* Prompt *
Leaving the pictures aside, return all of the data below exactly.

* Source data *

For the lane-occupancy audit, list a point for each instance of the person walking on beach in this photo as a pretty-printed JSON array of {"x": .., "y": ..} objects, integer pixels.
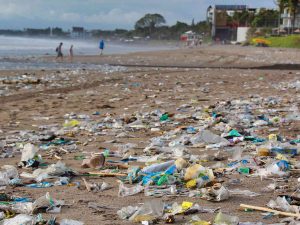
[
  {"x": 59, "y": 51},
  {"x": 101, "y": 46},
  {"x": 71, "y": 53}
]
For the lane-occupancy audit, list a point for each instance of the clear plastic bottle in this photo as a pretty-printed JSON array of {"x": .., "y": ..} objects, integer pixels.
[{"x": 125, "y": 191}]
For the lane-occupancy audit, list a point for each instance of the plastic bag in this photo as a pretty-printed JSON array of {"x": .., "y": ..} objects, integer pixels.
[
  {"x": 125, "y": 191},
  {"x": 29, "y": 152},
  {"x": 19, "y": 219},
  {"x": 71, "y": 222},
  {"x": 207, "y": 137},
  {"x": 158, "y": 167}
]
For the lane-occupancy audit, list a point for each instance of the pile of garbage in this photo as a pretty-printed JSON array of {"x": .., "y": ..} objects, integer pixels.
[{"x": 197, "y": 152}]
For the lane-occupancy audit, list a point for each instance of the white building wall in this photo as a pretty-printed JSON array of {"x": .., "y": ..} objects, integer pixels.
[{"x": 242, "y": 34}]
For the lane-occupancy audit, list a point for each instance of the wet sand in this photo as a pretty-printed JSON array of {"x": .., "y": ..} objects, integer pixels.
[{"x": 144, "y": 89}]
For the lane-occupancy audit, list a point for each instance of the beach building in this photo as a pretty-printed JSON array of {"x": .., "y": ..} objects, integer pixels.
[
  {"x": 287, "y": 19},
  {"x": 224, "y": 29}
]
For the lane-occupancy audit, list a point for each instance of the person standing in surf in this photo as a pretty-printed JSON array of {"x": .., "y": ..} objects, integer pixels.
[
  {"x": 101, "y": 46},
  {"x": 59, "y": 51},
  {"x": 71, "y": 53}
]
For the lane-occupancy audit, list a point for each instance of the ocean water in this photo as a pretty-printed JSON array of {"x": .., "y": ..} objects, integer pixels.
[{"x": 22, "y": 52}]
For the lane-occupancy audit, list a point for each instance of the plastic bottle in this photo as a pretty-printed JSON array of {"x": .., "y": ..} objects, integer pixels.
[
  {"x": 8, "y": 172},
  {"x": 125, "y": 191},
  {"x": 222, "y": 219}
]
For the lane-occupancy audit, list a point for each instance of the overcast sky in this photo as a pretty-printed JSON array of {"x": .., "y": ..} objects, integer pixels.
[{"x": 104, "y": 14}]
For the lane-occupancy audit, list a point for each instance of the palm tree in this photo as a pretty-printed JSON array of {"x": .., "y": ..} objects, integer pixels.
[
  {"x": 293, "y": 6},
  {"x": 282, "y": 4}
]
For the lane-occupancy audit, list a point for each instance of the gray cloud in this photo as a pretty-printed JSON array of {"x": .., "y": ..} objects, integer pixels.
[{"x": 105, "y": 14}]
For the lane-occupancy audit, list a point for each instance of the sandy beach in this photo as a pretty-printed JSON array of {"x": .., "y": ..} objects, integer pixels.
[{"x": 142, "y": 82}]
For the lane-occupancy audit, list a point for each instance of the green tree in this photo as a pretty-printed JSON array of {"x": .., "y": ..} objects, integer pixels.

* Exercise answer *
For the lane-occupancy audit, list a point for each instance of the person walking on beach in this photo as a pretty-printed JSON array of {"x": .., "y": ..} objects, integer pixels.
[
  {"x": 59, "y": 51},
  {"x": 101, "y": 46},
  {"x": 71, "y": 53}
]
For the lane-occupancy audit, list a point for each instance of the clear plastic bottle in this photo as a pretty-printed JSON array of {"x": .., "y": ..} objects, integer pixels.
[{"x": 125, "y": 191}]
For the lane-occupancy audit, list a point for each instance of the plastic bag in this photo as a pretty-printed JSON array of {"x": .., "y": ..} objects, integer pixels.
[
  {"x": 125, "y": 191},
  {"x": 29, "y": 152},
  {"x": 19, "y": 219},
  {"x": 71, "y": 222},
  {"x": 207, "y": 137},
  {"x": 158, "y": 167}
]
For the lane-occupancy audit, list a point for each instance of the pile of garbage in this photo as a pretty-printed JSON array of {"x": .., "y": ..} objects, integer pixels.
[{"x": 197, "y": 152}]
For the lane-occupancy audit, list a point for each instance of the white building wall in this photo as a pretty-printed JSON array of {"x": .., "y": ..} objects, integer pixels.
[{"x": 242, "y": 34}]
For the lane-occupancy audit, list a point for each instance of the wet sand in this photo as a pretty-printed JSON array of {"x": .., "y": ..} objects, integer pixels.
[{"x": 144, "y": 89}]
For the lane-occupancy audit, list a point for each instance of the beach building in this photo as a pretty-printed JSON array of {"x": .., "y": ..} objects, integer pixels.
[
  {"x": 287, "y": 19},
  {"x": 224, "y": 29}
]
For the lane-occupancy audit, list a point for each instance of the person standing in surf in this photo as a pretty-printed JSON array of {"x": .., "y": ..} objects, integer pixels.
[
  {"x": 101, "y": 46},
  {"x": 59, "y": 51},
  {"x": 71, "y": 53}
]
For the lane-occupancy audit, list a point for each instance of the ocean water in this photo as a pretty-printed JSON array of {"x": .., "y": ..} objects, integer pixels.
[{"x": 22, "y": 52}]
For the lane-occupancy audit, list a point for each instance of the plastic bottle in this photo as a pretty-printed JSON array of {"x": .., "y": ..} objects, integer pixels.
[
  {"x": 8, "y": 172},
  {"x": 125, "y": 191},
  {"x": 222, "y": 219}
]
For the lane-occupancy audit, list a point for each instance of the overcast sky in this photo as a pretty-printed JSON array of {"x": .., "y": ..} objects, integer pixels.
[{"x": 104, "y": 14}]
For the lane-occupancy audit, list a point for each instance of the palm tree in this photo as a pretty-printed JSON array of {"x": .., "y": ..} objects, integer pixels.
[
  {"x": 293, "y": 6},
  {"x": 282, "y": 4}
]
For the lane-occupancy audit, list a point for each instance of the gray cloud in this photo as a pretty-printed JSON array of {"x": .., "y": ..} objects, integer pixels.
[{"x": 105, "y": 14}]
For the lane-occupancy audit, list a point for each instance of the sandy beach in this photo as a pretty-printed JSON array of {"x": .., "y": ..} objects, integer pixels.
[{"x": 142, "y": 82}]
For the lane-occupancy audit, list a point for each instance of the green tree in this photo as a pretty-printed JSON array of {"x": .., "y": ..} objects, integer pixels.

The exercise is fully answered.